**Exercise aim:** Your job is to reproduce all of the data exactly.

###

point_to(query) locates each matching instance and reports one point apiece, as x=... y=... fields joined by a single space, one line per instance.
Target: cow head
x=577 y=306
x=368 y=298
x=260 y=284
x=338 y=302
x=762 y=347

###

**Answer for the task:**
point_to(query) locates each matching instance and reports one point apiece, as x=... y=... fields joined by a single space, one line per instance.
Target: cow head
x=577 y=306
x=368 y=298
x=260 y=284
x=338 y=302
x=762 y=347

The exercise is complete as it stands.